• **REQUIRED TASKS**:
[1] Can you condense the paragraph in the interview that begins "I came off the road" into a short list of its main points?
[2] Could you transcribe the interview, starting at the words "John: In some" and stopping after "it got dumped."?

• **SELECTED TEXT**:
The Record (TR): Did you feel the pressure of living up to your successful first album when you made Heavier Things?
John: In some ways the stakes get higher when you make a second major-label record and everyone's looking. And in some ways absolutely nothing is different, because your voice still sounds the same, and your hands still feel the same on the guitar. You just write your songs. You're just a guy with a guitar putting in a Thai food order at 9 p.m.

TR: Tell us a bit about the process behind the creation of Heavier Things.
John: I came off the road after two years of straight touring and knew exactly what kind of record I wanted to make — it wasn't an accident. I wanted to write songs this time that always felt good under my hands, no matter what. The only real criterion for the record was, ‘Is it fun to play? Is it physically fun to feel the vibration of the strings or the feel of my throat when I'm singing it?' If an idea didn't meet that criterion, it got dumped.

TR: How is this album different from Room For Squares?

• **Entries from a pointing dataset**:
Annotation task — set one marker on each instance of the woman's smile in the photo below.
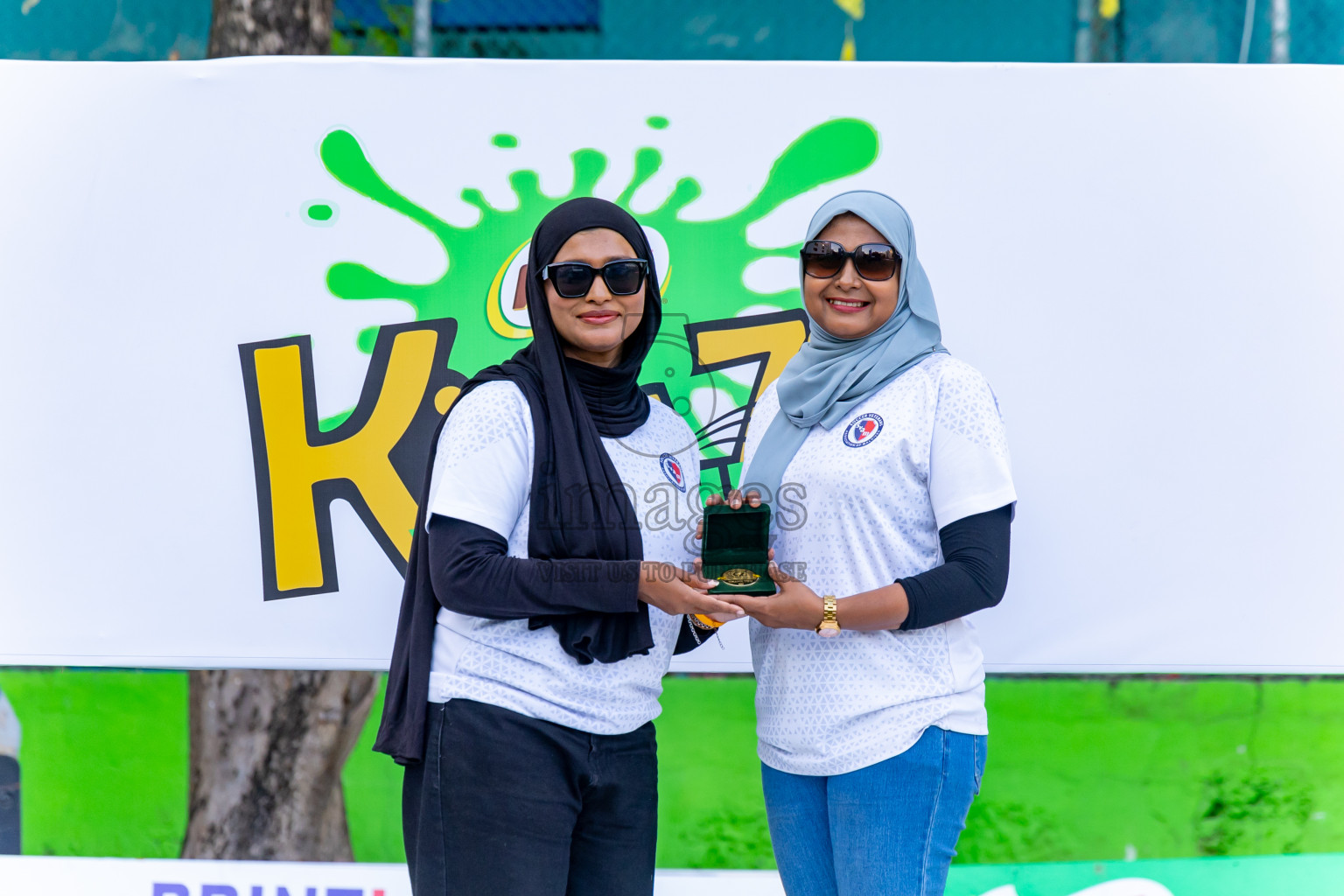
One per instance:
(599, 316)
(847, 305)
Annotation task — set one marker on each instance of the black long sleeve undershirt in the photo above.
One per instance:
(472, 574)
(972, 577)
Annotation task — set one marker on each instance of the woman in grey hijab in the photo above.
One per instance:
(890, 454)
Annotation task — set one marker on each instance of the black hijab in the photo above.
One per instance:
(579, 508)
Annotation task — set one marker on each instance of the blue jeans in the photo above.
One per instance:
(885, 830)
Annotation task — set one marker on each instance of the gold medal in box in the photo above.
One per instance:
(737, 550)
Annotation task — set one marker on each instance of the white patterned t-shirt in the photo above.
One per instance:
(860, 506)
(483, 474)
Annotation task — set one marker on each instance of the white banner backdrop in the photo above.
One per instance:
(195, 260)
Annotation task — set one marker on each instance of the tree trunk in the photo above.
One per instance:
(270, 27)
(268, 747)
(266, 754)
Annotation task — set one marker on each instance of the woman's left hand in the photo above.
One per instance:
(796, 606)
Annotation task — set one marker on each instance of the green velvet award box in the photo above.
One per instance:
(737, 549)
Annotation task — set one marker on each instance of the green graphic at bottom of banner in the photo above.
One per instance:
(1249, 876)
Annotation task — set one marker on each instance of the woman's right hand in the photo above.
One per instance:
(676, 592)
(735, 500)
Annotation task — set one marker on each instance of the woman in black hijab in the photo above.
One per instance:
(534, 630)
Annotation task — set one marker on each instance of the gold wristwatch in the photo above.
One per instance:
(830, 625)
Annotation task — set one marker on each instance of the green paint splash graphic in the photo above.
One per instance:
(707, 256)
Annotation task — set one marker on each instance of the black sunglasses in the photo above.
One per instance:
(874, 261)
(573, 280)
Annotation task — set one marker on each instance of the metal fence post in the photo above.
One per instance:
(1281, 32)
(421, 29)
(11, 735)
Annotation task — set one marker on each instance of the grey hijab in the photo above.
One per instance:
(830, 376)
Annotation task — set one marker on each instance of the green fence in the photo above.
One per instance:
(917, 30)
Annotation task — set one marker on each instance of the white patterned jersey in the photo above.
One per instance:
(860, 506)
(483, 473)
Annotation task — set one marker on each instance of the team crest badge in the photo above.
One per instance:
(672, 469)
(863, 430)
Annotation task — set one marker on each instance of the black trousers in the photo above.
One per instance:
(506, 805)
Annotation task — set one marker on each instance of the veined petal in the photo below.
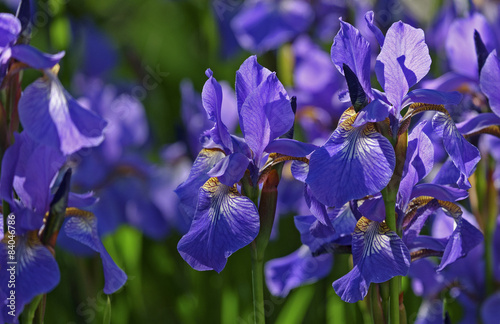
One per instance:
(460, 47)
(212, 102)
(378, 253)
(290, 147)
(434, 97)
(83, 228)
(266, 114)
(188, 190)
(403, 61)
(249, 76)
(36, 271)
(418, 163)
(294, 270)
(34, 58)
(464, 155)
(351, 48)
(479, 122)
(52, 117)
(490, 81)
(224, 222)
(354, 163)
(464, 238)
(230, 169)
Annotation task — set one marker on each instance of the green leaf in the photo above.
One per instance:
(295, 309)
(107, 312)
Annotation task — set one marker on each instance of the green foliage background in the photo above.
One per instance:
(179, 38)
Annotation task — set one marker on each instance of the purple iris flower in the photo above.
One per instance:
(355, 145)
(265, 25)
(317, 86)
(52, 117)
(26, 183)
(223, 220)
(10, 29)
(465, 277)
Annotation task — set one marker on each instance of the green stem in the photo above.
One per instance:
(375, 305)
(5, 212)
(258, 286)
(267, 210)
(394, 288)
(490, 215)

• **RESPONSES IN ORDER**:
[1]
- After two years of straight touring, John knew exactly what kind of record he wanted to make. It was not an accident.
- He wanted to write songs that always felt good under his hands.
- The record's only real criterion was whether a song was fun to play, both in the vibration of the strings and in the feel of his throat when singing.
- Any idea that failed that test was dumped.

[2]
John: In some ways the stakes get higher when you make a second major-label record and everyone's looking. And in some ways absolutely nothing is different, because your voice still sounds the same, and your hands still feel the same on the guitar. You just write your songs. You're just a guy with a guitar putting in a Thai food order at 9 p.m.

TR: Tell us a bit about the process behind the creation of Heavier Things.
John: I came off the road after two years of straight touring and knew exactly what kind of record I wanted to make — it wasn't an accident. I wanted to write songs this time that always felt good under my hands, no matter what. The only real criterion for the record was, ‘Is it fun to play? Is it physically fun to feel the vibration of the strings or the feel of my throat when I'm singing it?' If an idea didn't meet that criterion, it got dumped.